> **Page extract**:
=====

The University of Arkansas – Fort Smith (UAFS) prides itself on preparing students for good-paying jobs so it’s little wonder that the school has become the first in the state to offer a robotics certification program.
Robots are used widely in material handling, welding and machine assembly. But they’re also finding increasing application in fields such as health care, notes John Martini, an assistant professor of electronics technology at UAFS. Robots are being used in pharmaceutical distribution, surgery and even patient care.
When the school studied the demand for robotics technicians, it found that in just a one-year period -May 2011 to May 2012 ¬there was a 29% increase in demand nationally for these skills. And in the Fort Smith area, UAFS found that 21 companies were using robots. But the school could only locate one robotics technician in the area.
When UAFS’s chancellor presented this information to the governor, he quickly awarded the school funds to purchase robots for a learning laboratory.
Happily, Baldor Electric Co. is a major employer in the Fort Smith area and its parent company, ABB (IW1000/107), is a leading manufacturer of robots. ABB gave the school two robots and discounted the rest to support the educational endeavor.
The robotics courses are offered to both two-year and four-year students and will soon be available to high school students who participate in the Western Arkansas Technical Center.
UAFS currently has 13 robots – nine ABB IRB120 models in the laboratory. These are the “lightest, fastest” robots in ABB’s lineup, Martini explains, with a 3 kilogram payload and a 22-inch reach.
“They are really good for delicate operations, such as building a cellphone, building an electronics board or doing pick-and-place tasks in pharmaceuticals,” says Martini. They also have built-in vision capabilities.
UAFS has three more robots in a facility that is used for education of area industrial workers that is paid for by employers. A welding robot is also available for a welding training program.
The video shows robots programmed by students in Martini’s Robot Operations and Maintenance class, which teaches programming and maintenance of robots. The robots' activities range from putting to drawing a face.

=====

> **Data listing**:
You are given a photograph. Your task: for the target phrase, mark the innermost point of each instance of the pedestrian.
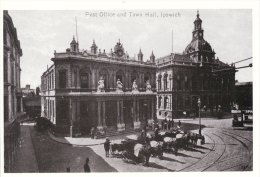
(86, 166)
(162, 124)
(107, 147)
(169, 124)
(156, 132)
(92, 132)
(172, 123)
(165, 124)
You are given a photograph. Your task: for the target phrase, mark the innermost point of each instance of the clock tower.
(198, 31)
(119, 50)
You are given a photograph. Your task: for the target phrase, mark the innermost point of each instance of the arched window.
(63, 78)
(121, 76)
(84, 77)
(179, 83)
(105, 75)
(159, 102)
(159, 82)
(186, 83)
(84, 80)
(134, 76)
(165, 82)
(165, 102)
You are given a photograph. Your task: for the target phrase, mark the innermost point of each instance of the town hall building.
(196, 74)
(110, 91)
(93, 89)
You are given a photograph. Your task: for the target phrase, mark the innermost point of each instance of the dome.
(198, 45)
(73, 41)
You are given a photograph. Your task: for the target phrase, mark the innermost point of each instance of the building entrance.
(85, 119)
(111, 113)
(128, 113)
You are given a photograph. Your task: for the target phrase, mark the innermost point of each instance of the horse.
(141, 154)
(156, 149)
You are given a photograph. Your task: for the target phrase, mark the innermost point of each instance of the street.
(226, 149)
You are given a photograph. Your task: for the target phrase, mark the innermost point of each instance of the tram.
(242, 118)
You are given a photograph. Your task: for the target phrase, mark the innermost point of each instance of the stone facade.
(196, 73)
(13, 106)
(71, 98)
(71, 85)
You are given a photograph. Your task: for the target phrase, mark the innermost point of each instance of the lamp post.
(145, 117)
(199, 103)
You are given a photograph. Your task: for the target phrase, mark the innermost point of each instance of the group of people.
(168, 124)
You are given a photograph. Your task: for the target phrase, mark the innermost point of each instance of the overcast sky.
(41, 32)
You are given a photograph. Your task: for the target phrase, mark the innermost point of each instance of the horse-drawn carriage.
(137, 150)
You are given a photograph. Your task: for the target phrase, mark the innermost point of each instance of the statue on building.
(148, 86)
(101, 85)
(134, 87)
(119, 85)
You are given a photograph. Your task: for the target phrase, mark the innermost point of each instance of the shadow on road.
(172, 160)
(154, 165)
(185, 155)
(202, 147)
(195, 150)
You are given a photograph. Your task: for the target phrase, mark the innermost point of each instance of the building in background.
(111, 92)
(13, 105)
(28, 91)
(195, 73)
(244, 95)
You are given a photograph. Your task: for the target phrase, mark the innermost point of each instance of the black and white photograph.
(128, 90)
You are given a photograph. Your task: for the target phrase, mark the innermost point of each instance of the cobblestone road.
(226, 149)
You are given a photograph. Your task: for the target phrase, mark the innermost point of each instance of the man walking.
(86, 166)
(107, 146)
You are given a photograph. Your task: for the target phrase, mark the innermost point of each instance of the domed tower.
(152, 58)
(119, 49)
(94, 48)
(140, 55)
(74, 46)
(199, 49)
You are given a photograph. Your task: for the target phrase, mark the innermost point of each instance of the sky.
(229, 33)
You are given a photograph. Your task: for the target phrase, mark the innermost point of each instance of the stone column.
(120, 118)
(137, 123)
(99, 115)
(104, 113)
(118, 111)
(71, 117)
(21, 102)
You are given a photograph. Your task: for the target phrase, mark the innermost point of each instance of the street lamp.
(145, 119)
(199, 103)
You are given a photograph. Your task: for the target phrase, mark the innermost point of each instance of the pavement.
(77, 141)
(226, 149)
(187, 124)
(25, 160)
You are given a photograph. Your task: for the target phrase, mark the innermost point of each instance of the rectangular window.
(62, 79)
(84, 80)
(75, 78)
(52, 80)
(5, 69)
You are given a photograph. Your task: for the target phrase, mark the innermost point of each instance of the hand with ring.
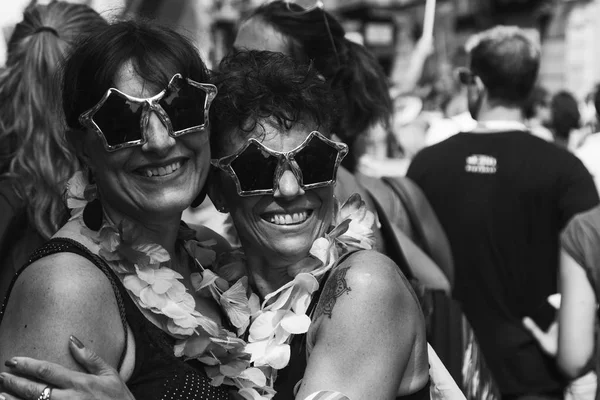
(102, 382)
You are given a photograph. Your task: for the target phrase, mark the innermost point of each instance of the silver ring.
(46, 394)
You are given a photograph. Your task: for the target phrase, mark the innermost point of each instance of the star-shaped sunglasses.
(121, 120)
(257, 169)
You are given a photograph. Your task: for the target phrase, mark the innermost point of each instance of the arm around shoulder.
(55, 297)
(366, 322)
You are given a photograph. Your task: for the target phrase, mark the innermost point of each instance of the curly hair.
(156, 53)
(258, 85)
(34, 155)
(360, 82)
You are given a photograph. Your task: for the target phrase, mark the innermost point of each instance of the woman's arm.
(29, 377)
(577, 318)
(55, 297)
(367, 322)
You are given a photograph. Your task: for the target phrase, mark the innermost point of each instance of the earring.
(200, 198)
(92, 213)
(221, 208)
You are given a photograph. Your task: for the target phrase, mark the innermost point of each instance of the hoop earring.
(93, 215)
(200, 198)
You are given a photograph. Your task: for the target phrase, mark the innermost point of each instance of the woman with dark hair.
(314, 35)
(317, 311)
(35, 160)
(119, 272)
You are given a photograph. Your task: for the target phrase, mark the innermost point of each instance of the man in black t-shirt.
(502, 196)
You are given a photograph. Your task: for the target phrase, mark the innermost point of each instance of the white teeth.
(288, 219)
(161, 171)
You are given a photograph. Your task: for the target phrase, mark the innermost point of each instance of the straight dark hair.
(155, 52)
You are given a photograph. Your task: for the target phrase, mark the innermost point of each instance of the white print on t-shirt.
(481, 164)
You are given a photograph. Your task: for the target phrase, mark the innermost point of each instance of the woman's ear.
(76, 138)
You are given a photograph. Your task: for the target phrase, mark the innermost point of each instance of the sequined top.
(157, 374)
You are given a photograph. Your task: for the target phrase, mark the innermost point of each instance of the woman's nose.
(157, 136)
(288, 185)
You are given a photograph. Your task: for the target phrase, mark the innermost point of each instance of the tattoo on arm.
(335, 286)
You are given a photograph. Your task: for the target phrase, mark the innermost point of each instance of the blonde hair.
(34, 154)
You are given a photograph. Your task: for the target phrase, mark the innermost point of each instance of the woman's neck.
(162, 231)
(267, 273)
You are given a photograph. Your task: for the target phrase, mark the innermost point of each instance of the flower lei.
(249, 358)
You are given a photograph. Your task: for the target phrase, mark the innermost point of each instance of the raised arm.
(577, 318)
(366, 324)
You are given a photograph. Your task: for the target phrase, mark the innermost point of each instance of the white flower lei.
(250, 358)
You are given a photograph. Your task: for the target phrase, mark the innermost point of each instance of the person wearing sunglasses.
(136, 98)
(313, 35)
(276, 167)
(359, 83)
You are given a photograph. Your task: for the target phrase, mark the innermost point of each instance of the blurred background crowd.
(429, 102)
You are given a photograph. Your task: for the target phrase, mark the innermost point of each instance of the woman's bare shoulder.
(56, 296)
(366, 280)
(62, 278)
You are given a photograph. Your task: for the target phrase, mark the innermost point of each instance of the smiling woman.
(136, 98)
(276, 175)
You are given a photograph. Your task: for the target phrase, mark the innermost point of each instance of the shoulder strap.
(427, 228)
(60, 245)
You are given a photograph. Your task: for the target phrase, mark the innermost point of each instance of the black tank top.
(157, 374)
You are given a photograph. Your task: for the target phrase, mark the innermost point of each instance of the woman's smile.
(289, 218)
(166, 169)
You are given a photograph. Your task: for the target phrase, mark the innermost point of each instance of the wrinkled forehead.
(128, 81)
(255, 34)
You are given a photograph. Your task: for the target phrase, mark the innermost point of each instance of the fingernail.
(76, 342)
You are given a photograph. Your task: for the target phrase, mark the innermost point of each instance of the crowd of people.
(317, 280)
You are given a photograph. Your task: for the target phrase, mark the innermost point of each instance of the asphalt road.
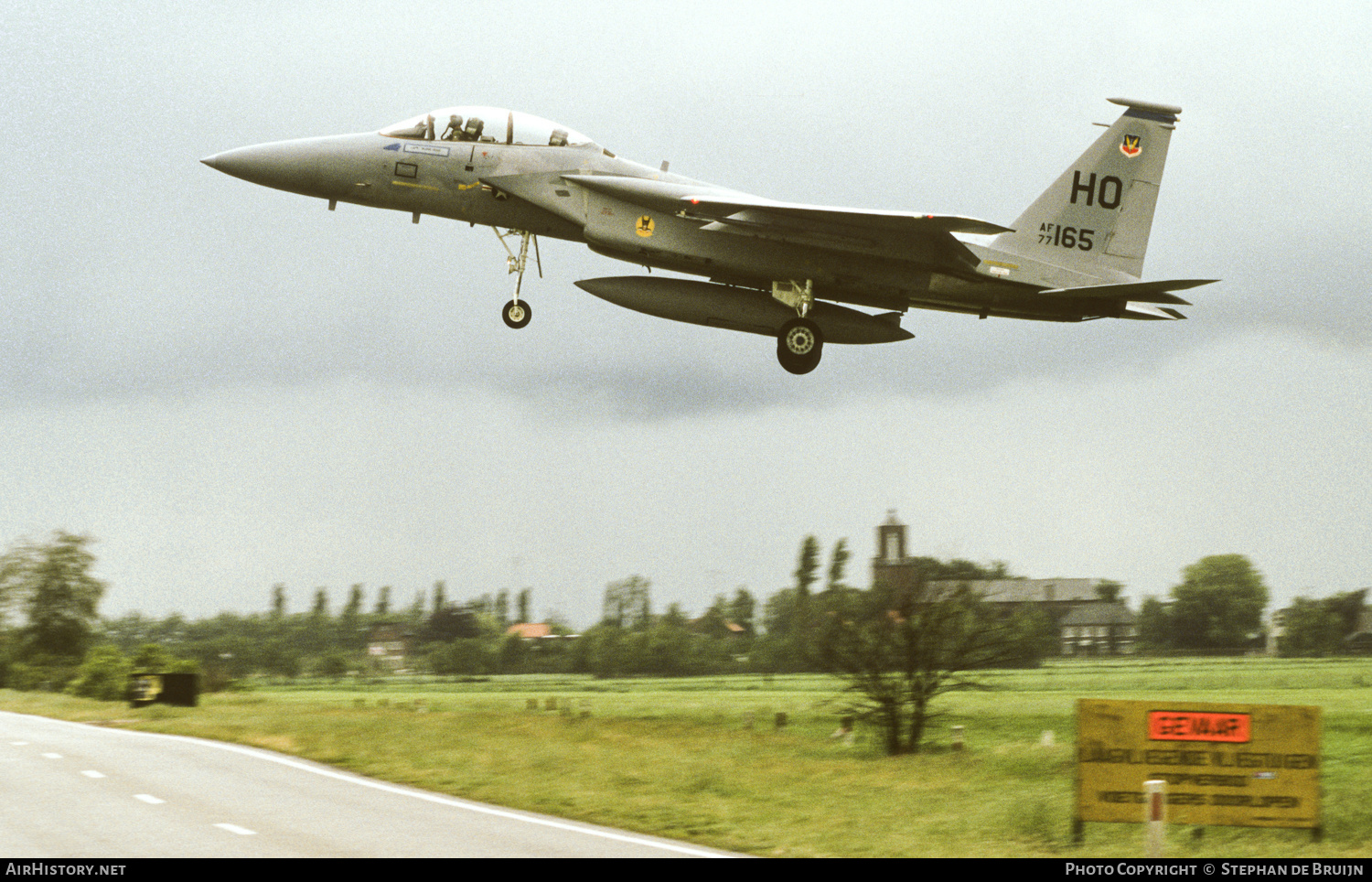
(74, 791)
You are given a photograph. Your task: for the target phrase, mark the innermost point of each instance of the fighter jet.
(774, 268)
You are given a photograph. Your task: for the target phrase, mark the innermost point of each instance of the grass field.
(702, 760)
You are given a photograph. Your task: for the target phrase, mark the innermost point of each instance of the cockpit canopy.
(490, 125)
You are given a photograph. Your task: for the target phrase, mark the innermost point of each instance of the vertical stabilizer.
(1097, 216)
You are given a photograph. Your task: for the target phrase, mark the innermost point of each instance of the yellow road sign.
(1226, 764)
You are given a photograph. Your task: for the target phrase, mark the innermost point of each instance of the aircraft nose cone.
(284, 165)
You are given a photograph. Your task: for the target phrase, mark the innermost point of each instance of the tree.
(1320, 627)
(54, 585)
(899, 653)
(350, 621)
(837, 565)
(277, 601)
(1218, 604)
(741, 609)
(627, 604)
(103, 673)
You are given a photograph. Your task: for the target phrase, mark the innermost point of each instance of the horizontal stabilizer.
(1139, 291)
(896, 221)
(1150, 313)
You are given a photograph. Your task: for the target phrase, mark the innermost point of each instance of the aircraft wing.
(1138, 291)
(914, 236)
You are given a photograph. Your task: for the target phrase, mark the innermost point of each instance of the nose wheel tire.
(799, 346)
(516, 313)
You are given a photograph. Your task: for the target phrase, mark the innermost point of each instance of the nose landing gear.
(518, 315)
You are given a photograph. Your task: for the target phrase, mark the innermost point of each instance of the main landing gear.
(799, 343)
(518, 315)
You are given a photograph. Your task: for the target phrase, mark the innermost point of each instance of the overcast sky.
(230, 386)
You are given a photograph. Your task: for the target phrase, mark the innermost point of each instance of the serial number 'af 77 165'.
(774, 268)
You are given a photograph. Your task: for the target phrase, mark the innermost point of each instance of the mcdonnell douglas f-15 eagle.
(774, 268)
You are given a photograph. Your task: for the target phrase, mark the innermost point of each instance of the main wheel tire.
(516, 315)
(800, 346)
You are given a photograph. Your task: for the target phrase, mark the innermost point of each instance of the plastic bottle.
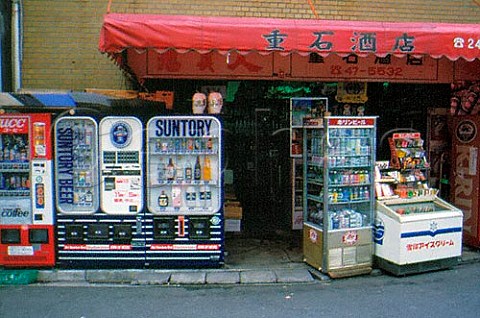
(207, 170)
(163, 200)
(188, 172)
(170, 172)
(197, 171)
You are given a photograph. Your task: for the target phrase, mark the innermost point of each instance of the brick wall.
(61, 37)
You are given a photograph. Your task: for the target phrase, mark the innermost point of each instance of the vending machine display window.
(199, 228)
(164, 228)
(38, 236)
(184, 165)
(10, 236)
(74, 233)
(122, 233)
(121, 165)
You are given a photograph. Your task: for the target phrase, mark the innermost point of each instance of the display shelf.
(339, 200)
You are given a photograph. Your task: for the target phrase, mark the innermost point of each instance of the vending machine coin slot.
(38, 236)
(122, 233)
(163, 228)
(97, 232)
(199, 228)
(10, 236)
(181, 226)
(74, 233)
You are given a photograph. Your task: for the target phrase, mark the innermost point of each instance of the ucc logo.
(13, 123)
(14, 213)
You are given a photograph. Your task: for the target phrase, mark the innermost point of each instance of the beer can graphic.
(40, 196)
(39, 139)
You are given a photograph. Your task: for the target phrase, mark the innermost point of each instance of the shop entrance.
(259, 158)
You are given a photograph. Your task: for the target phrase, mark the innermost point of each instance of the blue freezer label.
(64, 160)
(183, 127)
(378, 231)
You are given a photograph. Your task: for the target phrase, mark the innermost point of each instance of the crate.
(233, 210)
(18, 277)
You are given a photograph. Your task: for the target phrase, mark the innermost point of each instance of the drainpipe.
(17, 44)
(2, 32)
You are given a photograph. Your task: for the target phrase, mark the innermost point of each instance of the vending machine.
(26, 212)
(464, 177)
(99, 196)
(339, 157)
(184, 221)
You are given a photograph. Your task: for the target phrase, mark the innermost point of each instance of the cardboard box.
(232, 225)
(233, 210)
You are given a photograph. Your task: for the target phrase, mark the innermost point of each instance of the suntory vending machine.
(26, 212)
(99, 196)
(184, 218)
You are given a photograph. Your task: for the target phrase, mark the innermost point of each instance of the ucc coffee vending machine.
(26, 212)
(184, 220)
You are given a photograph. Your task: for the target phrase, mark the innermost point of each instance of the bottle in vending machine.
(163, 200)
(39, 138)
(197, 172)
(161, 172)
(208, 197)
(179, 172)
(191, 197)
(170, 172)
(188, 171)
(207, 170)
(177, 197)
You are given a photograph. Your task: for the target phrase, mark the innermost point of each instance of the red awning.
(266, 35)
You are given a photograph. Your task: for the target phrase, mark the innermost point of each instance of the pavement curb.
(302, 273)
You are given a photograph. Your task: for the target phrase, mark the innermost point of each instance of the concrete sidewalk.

=====

> **Task description**: According to the article on the UAFS robotics program, why is it little wonder that UAFS became the first school in the state to offer a robotics certification program? Answer in one to three sentences.

> **Output below**: UAFS prides itself on preparing students for good-paying jobs.